Okur mektubu:
----
Daha sonra Hakkari’ye, askere gitti. Onu 1 yıl boyunca bekledim. Şükürler olsun, sağ salim geldi. Birlikte tatile gittik ve bana orada şahane bir evlenme teklifi etti. Kabul ettim.
Ama o günden sonra işler o kadar değişti ki... Meğer ben tatilde hamile kalmışım. Bebeğimi aldırmak durumunda kaldım.
Sağ olsun o sırada bir an olsun yanımdan ayrılmadı ama daha sonraki zamanlarda en ufak bir şeyde sıkılmalar, bunalmalar, sıkıntıya gelememeler, en ufak kavgamızda günlerce görüşmek istememeler başladı. Tüm arkadaşlarımdan, hatta ailemden nefret eder oldu. Hepsini hayatından çıkardı. Anlayacağınız bambaşka birine dönüştü.
Yine bir gün tartıştık, sabah uyandım, bir de baktım ki, beni tüm sosyal medya hesaplarından silmiş.
Annemi babamı da silmiş, fotoğraflarımızı kaldırmış. Hatta açıklama kısmına da ilişkisi yok yazmış. Ben belki psikolojisi bozuktur diye üstüne gitmedim.
Bana borcu vardı, ayrıldığımız için bana taktığı yüzüğü satmaya gittim. Orada da ayrı bir şok yaşadım.
Meğer bana pırlanta yüzük taktığını söyleyerek yalan söylemiş.
Yüzük sadece altınmış, taşı ise sıradan bir taş.
Güzin Abla, ben olayın maddi kısmında değilim. Neden bir insan bu konuda yalan söyler ki? Kendisine sordum, “Gücüm buna yetti, sana söyleyip de seni üzmek istemedim. Zaten ben şimdiye kadar hep senin mutluluğun için yalan söyledim, inan başka niyetim yoktu” dedi.
Aslında buradan bakınca doğru, ama sonuçta yalan yalandır.
Hep kötü yönlerini anlattım ama çok iyi yönleri de var. Mesela çok sadık, merhametli, temiz kalpli biridir. Ama bu olayları da düşününce böyle biriyle bir gelecek kurulur mu diye düşünmeden edemiyorum.
Bana değişip tekrar karşıma geleceğini söyledi. Çok pişmanmış, ben haklıymışım.
----
Listelenen kayıtlar:
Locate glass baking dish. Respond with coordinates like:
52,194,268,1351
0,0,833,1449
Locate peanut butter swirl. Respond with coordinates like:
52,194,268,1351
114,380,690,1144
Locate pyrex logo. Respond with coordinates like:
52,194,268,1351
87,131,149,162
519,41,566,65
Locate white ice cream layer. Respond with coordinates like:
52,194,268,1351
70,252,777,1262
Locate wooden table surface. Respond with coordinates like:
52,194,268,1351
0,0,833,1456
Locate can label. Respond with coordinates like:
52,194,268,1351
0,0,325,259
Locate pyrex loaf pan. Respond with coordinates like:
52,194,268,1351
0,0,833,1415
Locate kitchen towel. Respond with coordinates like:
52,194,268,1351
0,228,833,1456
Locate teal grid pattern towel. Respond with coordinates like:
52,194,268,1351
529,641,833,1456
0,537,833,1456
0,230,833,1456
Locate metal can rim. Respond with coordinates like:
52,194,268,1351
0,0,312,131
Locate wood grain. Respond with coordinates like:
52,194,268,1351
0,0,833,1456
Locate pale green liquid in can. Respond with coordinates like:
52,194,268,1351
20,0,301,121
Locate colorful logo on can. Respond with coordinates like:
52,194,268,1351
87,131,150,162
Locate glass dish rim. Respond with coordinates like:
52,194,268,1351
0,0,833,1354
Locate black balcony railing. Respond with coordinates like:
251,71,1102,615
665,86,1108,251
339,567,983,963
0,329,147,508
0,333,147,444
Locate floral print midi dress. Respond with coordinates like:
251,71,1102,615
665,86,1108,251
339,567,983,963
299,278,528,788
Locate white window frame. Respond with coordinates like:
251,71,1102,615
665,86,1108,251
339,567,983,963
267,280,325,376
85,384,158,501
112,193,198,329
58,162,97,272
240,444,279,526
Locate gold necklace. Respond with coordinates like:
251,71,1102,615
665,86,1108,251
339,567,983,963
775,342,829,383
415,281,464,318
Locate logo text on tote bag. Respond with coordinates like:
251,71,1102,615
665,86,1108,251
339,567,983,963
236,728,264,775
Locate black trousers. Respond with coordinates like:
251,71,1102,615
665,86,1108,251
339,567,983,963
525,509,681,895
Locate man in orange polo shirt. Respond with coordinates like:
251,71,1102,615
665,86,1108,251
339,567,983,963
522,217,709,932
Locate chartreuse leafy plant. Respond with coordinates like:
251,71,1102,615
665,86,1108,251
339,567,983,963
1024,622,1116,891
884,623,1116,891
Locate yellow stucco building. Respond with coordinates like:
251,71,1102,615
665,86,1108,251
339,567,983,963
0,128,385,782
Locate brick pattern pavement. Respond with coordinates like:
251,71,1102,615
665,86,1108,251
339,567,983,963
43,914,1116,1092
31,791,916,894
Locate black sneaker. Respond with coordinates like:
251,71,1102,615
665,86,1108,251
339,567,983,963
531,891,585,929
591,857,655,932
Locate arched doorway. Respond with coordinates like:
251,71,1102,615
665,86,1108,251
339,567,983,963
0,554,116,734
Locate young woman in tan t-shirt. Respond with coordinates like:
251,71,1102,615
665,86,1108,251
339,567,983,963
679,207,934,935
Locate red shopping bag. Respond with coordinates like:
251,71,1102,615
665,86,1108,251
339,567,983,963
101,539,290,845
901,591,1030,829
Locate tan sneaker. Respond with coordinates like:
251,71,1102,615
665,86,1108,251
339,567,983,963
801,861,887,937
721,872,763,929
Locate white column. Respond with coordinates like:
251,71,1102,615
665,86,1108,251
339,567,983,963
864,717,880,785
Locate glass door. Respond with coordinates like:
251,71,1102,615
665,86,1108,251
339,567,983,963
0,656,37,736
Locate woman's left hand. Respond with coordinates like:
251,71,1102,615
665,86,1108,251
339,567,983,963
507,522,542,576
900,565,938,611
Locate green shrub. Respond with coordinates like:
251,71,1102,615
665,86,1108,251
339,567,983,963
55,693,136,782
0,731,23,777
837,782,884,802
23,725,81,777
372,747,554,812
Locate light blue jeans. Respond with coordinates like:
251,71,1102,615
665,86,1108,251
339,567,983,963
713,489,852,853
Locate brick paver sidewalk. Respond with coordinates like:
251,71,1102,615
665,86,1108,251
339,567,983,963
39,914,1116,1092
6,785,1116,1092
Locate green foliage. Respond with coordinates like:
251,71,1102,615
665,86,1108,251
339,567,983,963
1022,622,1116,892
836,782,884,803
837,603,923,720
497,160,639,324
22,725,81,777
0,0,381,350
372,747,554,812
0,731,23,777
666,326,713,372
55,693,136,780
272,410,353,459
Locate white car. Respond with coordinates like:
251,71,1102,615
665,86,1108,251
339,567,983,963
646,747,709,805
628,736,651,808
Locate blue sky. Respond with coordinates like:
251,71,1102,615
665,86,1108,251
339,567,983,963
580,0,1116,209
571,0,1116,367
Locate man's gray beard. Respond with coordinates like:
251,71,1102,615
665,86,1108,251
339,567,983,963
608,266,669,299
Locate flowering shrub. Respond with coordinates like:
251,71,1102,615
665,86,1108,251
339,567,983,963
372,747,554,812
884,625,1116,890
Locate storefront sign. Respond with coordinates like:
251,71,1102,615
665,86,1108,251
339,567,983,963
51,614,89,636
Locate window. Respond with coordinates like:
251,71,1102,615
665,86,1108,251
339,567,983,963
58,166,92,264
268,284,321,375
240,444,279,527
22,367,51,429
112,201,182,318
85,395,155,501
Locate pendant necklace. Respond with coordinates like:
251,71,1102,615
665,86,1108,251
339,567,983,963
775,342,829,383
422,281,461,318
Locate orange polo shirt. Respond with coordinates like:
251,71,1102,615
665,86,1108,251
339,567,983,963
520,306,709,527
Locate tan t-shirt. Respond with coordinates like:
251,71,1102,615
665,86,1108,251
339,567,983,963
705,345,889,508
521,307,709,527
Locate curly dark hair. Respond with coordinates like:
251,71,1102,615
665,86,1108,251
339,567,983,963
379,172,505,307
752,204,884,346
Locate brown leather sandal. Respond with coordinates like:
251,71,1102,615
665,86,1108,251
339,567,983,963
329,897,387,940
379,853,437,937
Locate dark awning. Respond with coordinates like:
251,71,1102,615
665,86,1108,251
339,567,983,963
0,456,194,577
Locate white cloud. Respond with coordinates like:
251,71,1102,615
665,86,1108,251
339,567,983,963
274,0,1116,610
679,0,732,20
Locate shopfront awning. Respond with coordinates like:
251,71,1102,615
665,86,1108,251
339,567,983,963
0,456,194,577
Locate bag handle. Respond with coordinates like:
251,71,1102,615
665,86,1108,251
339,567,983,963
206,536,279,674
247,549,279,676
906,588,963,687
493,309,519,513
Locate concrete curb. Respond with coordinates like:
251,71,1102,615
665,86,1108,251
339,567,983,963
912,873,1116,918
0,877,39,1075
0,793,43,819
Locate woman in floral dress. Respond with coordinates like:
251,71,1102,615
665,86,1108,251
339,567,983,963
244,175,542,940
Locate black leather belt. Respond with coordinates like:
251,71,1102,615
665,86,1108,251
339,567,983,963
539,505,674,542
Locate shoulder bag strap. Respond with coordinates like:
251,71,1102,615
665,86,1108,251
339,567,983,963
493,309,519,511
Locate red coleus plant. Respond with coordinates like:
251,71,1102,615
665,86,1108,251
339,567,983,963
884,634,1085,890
----
Görev 1: Okur mektubunda anlatılan kişinin iyi yönleri olarak sayılan özellikleri sırala.
Görev 2: Güzin Abla'ya yazılan okur mektubunu son cümlesinden sonrasıyla sürdür.
Malzemenin bu okur mektubuyla hiçbir ilgisi yoktur.

Yanıt 1: Sadık, merhametli, temiz kalpli.

Yanıt 2:
Olayı her duyan “psikolojisi bozuktur, biraz alttan al” diyor. Ama ben elimden gelen her şeyi yaptığımı düşünüyorum. Ailem de artık onu istemiyor. Güzin Abla lütfen bana yardım eder misin, senin nasihatlerine ihtiyacım var.
Sevgili kızım, şu “ailemi her yerden silmiş” takıntını anlamış değilim.
Sosyal medyada olan biten, zaten pek çok sorunun başlangıcı...
Evlilikler bitiyor, çiftler ayrılıyor, onunla yazışıyor, bununla fotoğraf paylaşıyor vs. diye, ortalık karışıyor.
Askerden döndükten sonra ilk iş sana evlenme teklif eden bu genç adamın, hiç maddi ve manevi sorunları olabileceğini düşündün mü?
Belki evlilik kararını çok erken vermiş, belki henüz evlenebilecek güce sahip değil.
Belki de ailenin bu konuda baskı yaptığını düşünüyor.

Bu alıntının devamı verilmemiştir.